(Exercise aim) Word for word, transcribe all of the records.

Stored dataset items:
════════

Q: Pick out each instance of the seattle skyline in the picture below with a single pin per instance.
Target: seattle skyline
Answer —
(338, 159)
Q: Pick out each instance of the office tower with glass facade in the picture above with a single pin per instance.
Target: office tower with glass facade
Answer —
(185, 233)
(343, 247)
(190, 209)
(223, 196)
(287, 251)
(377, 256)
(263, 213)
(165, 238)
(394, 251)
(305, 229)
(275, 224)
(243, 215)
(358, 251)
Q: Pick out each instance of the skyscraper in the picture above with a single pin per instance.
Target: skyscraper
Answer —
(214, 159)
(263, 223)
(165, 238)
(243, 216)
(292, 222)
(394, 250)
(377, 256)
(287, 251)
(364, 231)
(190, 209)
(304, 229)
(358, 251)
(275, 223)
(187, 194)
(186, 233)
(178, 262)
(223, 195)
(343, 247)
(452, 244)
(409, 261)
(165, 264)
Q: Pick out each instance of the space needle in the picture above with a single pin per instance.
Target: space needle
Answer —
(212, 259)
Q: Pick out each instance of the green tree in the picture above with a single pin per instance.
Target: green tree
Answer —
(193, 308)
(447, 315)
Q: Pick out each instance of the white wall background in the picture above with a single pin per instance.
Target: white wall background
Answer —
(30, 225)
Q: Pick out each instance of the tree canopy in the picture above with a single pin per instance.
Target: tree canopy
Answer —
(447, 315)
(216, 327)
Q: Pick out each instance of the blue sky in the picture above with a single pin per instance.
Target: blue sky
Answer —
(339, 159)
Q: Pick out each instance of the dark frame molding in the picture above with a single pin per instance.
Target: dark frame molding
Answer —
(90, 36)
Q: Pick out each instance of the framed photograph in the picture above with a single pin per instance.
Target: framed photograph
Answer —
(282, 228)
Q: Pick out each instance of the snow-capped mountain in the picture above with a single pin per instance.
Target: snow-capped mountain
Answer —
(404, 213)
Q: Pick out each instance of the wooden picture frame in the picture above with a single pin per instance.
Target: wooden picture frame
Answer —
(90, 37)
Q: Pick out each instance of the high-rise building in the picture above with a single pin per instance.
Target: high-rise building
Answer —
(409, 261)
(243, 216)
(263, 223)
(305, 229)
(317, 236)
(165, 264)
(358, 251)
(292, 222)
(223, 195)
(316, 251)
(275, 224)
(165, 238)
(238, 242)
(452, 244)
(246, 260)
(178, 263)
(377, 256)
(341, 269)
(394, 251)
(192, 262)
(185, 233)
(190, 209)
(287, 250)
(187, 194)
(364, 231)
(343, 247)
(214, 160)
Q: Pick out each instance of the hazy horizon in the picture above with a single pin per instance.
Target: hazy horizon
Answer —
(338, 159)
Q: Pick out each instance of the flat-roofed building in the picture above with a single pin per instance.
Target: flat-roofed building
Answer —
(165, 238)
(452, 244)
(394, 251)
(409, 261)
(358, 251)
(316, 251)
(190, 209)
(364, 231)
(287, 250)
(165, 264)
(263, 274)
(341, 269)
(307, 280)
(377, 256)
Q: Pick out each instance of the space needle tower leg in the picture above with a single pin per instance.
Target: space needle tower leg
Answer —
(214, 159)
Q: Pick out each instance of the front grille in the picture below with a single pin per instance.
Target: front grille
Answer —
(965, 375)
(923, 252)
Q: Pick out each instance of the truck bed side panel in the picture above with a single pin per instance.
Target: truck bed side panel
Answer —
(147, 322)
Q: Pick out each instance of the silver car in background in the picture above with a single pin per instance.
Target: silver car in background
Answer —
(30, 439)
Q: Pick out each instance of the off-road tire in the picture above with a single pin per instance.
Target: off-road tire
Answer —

════════

(Result for this task)
Q: Pick out each instance of the seattle skyline in the picture below with a single pin per instance.
Target: seattle skyline
Answer —
(338, 159)
Q: Pick out each instance of the office tower with glass facade in the picture above with a single pin per instance.
Target: office tower with glass facade
Answer —
(185, 233)
(343, 247)
(190, 209)
(223, 196)
(287, 251)
(377, 256)
(263, 213)
(165, 238)
(394, 251)
(305, 229)
(275, 224)
(243, 215)
(358, 251)
Q: Pick out each instance of the skyscraper in the picture above with a single pin per instance.
Target: skyscraper
Answer —
(214, 159)
(263, 223)
(165, 238)
(243, 216)
(292, 222)
(394, 250)
(377, 256)
(287, 251)
(364, 231)
(190, 209)
(304, 229)
(358, 251)
(275, 223)
(187, 194)
(186, 233)
(178, 262)
(223, 195)
(343, 247)
(452, 244)
(409, 261)
(165, 264)
Q: Pick out each instance of the space needle in the picture above with a single pin per instance.
Target: space needle
Answer —
(212, 259)
Q: Pick out each instance of the green tree in the picture above with a single pin per instance.
Target: green tree
Answer —
(193, 308)
(447, 315)
Q: Pick out each instance of the white wall background in the picture above with a single pin per instance.
Target: white wall background
Answer —
(30, 225)
Q: Pick out each instance of the tree canopy in the picture above with a single pin per instance.
Target: tree canopy
Answer —
(447, 315)
(216, 327)
Q: Pick out each instance of the blue sky in the picture above with a single pin per instance.
Target: blue sky
Answer —
(339, 159)
Q: Pick out each instance of the dark frame molding in the picture above with a single pin per instance.
Target: dark frame molding
Answer —
(90, 36)
Q: Pick out each instance of the framed photograph in the picture above with a single pin per instance.
Target: framed photograph
Answer —
(282, 228)
Q: Pick out each instance of the snow-capped mountain in the picture above with a single pin per instance.
Target: snow-capped mountain
Answer —
(404, 213)
Q: Pick out each instance of the wooden picture frame in the picture above with a single pin per instance.
Target: wooden picture frame
Answer —
(90, 37)
Q: Pick out each instance of the high-rise building in the picture above with a single pin per instance.
Target: high-rise building
Answer —
(409, 261)
(243, 216)
(263, 223)
(305, 229)
(317, 236)
(165, 264)
(358, 251)
(292, 222)
(223, 195)
(316, 251)
(275, 224)
(165, 238)
(238, 242)
(452, 244)
(246, 260)
(178, 263)
(377, 256)
(341, 269)
(394, 251)
(192, 262)
(185, 233)
(190, 209)
(287, 250)
(187, 194)
(364, 231)
(343, 247)
(214, 160)
Q: Pick out each instance of the hazy horizon in the picture above with a single pin per instance.
Target: hazy horizon
Answer —
(338, 159)
Q: Pick out each instance of the flat-roofed building in the picture above with a single pin per instance.
Target: flat-roofed building
Answer —
(165, 238)
(452, 244)
(394, 251)
(409, 261)
(358, 251)
(316, 251)
(190, 209)
(364, 231)
(287, 250)
(165, 264)
(263, 274)
(341, 269)
(307, 280)
(377, 256)
Q: Pick out each instance of the space needle tower leg in the picture above with a single pin per instance.
Target: space needle tower leg
Answer —
(214, 159)
Q: Pick out each instance of the front grille in the picture below with a single pin per instance.
Target: front grille
Answer —
(965, 375)
(923, 252)
Q: Pick out each instance of the truck bed side panel in the picture above with a single pin per instance.
Target: truck bed side panel
Answer —
(147, 322)
Q: Pick out each instance of the silver car in background in the picture above with a single pin per instance.
Target: silver car in background
Answer —
(30, 439)
Q: Pick out each instance of the off-road tire in the picture above with a single pin per instance.
Target: off-road tire
Answer —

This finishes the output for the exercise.